** HALAMAN **

- - - -

Ilustrasi: CNBC Indonesia

Oleh Muflikhatul Mardhiyah

Peperangan antara Hamas dan Israel pecah lagi mulai tanggal 7 Oktober lalu. Tak dipungkiri lagi peperangan ini memakan banyak korban jiwa dari kedua belah pihak.  Peperangan ini membuat konflik yang lebih parah lagi antara Hamas dan Israel. Hal ini menjadi catatan baru ditengah sejarah panjang peperangan diantara mereka. Berikut rangkuman sejarah dan kronologinya.

Kronologi Awal Konflik

Konflik ini bermula sudah lebih dari seratus tahun lamanya, tepatnya dimulai tanggal 2 November 1917. Saat itu Arthur Balfour yang menjabat sebagai menteri luar negeri Inggris menulis surat kepada Lionel Walter Rothschild seorang tokoh komunitas Yahudi Inggris. Surat yang tidak terlalu panjang itu sangat berdampak besar kepada warga Palestina hingga saat ini. Surat itu berisi pemerintah Inggris untuk "mendirikan rumah nasional bagi orang-orang Yahudi di Palestina" dan memfasilitasi "pencapaian tujuan ini". Surat tersebut dikenal dengan Deklarasi Balfour.

Selama periode 1923 hingga 1948, Inggris memfasilitasi migrasi massal orang Yahudi. Di mana terjadi gelombang kedatangan yang cukup besar pasca gerakan Nazi di Eropa. Palestinapun melawan karena merasa adanya perubahan demografi negara dan penyitaan tanah yang diserahkan kepada pendatang Yahudi.

- - - -

** TUGAS YANG DIBERIKAN A **
Tulis kembali bagian teks tentang sejarah konflik yang dibuka dengan kata-kata "Oleh Muflikhatul Mardhiyah" dan ditutup dengan "sejarah dan kronologinya.", lalu tukar "Hamas" dengan "pihak Hamas".
Teks dan catatan di sini berasal dari sumber yang berbeda.

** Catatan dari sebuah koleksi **
- - - -

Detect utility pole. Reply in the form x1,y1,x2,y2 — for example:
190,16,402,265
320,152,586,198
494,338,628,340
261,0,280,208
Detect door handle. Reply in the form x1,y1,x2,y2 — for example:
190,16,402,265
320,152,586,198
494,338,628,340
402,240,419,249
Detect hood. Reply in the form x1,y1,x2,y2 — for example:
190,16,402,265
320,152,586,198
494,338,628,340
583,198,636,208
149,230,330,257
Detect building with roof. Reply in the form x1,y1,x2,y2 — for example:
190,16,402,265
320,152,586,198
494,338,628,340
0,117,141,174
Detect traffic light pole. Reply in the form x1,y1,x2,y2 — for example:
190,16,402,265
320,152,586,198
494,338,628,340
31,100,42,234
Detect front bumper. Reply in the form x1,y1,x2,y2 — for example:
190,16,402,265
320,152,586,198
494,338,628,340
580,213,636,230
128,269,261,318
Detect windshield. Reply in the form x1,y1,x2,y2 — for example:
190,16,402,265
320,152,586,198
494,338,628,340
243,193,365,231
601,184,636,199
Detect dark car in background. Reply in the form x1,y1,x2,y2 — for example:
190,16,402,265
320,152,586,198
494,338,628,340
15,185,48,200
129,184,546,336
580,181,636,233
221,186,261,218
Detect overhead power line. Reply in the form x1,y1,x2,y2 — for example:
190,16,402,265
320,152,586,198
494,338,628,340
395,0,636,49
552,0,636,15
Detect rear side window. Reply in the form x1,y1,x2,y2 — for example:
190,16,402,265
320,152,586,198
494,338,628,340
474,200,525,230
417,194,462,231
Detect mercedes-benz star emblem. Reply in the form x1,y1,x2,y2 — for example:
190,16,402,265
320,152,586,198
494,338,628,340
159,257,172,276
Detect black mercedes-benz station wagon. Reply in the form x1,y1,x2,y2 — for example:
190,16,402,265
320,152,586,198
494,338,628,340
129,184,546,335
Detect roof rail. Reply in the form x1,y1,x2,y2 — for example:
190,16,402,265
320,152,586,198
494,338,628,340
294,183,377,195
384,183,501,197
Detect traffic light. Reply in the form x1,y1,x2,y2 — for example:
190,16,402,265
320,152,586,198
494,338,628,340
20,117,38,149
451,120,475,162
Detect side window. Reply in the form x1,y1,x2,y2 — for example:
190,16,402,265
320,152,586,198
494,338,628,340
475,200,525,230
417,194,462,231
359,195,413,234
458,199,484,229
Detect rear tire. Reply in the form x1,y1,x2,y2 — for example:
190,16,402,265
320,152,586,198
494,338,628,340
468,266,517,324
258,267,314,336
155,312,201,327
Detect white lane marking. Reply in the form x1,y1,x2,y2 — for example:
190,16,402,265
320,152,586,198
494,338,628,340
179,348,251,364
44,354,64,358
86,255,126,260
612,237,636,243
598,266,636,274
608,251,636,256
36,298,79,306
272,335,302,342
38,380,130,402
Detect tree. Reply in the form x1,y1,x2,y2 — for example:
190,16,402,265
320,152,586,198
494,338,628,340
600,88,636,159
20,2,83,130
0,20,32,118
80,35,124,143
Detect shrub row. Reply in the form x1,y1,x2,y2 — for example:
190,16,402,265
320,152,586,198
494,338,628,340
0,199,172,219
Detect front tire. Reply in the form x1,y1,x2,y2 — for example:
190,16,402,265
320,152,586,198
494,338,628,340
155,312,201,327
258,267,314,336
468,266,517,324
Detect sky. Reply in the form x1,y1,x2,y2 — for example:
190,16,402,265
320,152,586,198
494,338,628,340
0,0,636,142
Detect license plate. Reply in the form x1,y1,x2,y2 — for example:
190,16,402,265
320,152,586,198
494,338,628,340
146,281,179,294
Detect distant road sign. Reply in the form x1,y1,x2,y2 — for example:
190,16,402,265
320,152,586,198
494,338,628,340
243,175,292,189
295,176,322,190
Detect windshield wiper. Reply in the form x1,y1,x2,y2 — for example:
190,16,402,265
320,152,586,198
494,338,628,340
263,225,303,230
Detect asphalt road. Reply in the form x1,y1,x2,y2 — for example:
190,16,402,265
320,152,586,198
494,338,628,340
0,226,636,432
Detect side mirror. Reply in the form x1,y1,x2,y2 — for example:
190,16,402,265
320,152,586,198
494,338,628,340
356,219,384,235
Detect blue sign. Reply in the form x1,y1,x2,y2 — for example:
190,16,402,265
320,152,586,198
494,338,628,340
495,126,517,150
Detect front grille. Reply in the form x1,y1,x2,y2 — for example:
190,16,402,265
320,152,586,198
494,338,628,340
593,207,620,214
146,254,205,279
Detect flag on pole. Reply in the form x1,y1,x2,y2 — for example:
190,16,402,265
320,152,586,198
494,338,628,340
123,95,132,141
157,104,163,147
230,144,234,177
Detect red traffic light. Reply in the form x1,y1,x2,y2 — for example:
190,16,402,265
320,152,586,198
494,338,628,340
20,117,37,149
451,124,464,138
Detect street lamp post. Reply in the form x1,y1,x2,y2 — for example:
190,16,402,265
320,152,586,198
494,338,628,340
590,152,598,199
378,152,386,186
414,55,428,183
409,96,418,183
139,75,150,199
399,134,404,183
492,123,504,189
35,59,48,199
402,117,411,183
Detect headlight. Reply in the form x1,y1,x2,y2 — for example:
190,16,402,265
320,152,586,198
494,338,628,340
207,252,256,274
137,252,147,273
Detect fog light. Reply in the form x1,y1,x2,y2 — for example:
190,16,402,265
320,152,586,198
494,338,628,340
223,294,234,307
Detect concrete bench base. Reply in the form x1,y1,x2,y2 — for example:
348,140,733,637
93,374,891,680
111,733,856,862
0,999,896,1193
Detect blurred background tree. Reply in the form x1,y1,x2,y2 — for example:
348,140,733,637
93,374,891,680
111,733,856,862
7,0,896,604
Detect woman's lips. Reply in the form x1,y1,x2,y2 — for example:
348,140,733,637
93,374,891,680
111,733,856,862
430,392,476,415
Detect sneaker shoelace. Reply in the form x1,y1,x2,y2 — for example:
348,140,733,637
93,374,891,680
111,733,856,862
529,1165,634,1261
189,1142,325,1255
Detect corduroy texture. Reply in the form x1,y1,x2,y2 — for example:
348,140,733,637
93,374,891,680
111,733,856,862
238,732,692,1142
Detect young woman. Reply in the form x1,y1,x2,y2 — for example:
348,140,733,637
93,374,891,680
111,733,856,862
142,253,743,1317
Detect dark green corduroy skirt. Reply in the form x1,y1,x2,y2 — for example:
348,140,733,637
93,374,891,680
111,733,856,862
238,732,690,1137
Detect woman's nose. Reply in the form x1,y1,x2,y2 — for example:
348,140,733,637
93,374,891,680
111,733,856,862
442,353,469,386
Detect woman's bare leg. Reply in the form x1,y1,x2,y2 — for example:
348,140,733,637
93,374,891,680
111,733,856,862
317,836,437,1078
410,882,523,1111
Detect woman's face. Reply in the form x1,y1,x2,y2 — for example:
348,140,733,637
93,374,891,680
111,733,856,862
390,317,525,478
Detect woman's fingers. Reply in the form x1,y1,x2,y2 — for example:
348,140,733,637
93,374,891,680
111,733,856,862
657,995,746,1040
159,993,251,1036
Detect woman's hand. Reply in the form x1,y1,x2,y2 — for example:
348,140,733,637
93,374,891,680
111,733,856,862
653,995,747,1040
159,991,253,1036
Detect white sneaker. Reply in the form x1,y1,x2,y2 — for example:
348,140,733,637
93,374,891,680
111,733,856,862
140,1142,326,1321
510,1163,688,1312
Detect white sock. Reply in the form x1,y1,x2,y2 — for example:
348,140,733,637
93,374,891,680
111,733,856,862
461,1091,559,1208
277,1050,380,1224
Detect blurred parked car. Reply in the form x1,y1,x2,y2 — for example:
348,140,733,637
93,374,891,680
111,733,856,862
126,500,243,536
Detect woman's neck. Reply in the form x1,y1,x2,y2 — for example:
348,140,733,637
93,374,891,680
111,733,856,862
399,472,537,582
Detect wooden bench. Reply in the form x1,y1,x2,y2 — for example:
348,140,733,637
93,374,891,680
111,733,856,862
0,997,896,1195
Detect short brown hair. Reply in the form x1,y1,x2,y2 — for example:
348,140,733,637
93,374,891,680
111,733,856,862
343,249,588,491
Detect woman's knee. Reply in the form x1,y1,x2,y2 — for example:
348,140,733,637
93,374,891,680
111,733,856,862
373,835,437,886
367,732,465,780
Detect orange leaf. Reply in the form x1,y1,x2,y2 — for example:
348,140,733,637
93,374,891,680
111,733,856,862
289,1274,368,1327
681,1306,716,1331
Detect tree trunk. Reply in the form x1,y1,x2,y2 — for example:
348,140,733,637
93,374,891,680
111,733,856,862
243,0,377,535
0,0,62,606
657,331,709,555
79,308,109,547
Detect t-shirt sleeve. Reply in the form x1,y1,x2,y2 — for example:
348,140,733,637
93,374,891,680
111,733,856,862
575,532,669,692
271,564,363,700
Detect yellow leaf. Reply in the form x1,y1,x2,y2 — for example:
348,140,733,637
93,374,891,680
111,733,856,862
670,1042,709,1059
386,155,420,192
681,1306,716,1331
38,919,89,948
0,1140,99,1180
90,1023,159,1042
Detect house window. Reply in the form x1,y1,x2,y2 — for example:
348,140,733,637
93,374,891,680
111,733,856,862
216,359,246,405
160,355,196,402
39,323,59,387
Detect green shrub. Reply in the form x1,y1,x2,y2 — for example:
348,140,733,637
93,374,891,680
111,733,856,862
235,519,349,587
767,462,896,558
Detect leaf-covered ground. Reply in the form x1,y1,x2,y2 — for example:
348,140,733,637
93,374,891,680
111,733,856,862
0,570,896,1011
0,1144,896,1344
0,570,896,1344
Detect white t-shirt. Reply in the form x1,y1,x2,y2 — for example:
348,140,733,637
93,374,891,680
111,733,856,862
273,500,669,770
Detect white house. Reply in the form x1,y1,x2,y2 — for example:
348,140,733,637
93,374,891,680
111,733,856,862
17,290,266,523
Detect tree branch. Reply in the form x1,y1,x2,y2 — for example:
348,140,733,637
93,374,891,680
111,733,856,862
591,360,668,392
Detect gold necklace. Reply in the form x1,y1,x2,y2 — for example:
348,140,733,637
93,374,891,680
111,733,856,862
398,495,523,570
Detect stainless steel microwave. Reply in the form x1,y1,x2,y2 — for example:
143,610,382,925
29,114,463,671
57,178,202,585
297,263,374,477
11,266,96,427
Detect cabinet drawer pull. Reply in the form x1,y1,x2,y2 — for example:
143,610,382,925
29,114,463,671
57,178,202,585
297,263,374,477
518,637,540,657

- - - -

** TUGAS YANG DIBERIKAN B **
Salin persis baris-baris pada catatan, mulai dari baris yang memuat "Detect front grille." sampai baris yang memuat "142,253,743,1317", kedua baris itu ikut disalin.

** JAWABAN LENGKAP A **
Oleh Muflikhatul Mardhiyah

Peperangan antara pihak Hamas dan Israel pecah lagi mulai tanggal 7 Oktober lalu. Tak dipungkiri lagi peperangan ini memakan banyak korban jiwa dari kedua belah pihak.  Peperangan ini membuat konflik yang lebih parah lagi antara pihak Hamas dan Israel. Hal ini menjadi catatan baru ditengah sejarah panjang peperangan diantara mereka. Berikut rangkuman sejarah dan kronologinya.

** JAWABAN LENGKAP B **
Detect front grille. Reply in the form x1,y1,x2,y2 — for example:
190,16,402,265
320,152,586,198
494,338,628,340
593,207,620,214
146,254,205,279
Detect flag on pole. Reply in the form x1,y1,x2,y2 — for example:
190,16,402,265
320,152,586,198
494,338,628,340
123,95,132,141
157,104,163,147
230,144,234,177
Detect red traffic light. Reply in the form x1,y1,x2,y2 — for example:
190,16,402,265
320,152,586,198
494,338,628,340
20,117,37,149
451,124,464,138
Detect street lamp post. Reply in the form x1,y1,x2,y2 — for example:
190,16,402,265
320,152,586,198
494,338,628,340
590,152,598,199
378,152,386,186
414,55,428,183
409,96,418,183
139,75,150,199
399,134,404,183
492,123,504,189
35,59,48,199
402,117,411,183
Detect headlight. Reply in the form x1,y1,x2,y2 — for example:
190,16,402,265
320,152,586,198
494,338,628,340
207,252,256,274
137,252,147,273
Detect fog light. Reply in the form x1,y1,x2,y2 — for example:
190,16,402,265
320,152,586,198
494,338,628,340
223,294,234,307
Detect concrete bench base. Reply in the form x1,y1,x2,y2 — for example:
348,140,733,637
93,374,891,680
111,733,856,862
0,999,896,1193
Detect blurred background tree. Reply in the form x1,y1,x2,y2 — for example:
348,140,733,637
93,374,891,680
111,733,856,862
7,0,896,604
Detect woman's lips. Reply in the form x1,y1,x2,y2 — for example:
348,140,733,637
93,374,891,680
111,733,856,862
430,392,476,415
Detect sneaker shoelace. Reply in the form x1,y1,x2,y2 — for example:
348,140,733,637
93,374,891,680
111,733,856,862
529,1165,634,1261
189,1142,325,1255
Detect corduroy texture. Reply in the form x1,y1,x2,y2 — for example:
348,140,733,637
93,374,891,680
111,733,856,862
238,732,692,1142
Detect young woman. Reply in the form x1,y1,x2,y2 — for example:
348,140,733,637
93,374,891,680
111,733,856,862
142,253,743,1317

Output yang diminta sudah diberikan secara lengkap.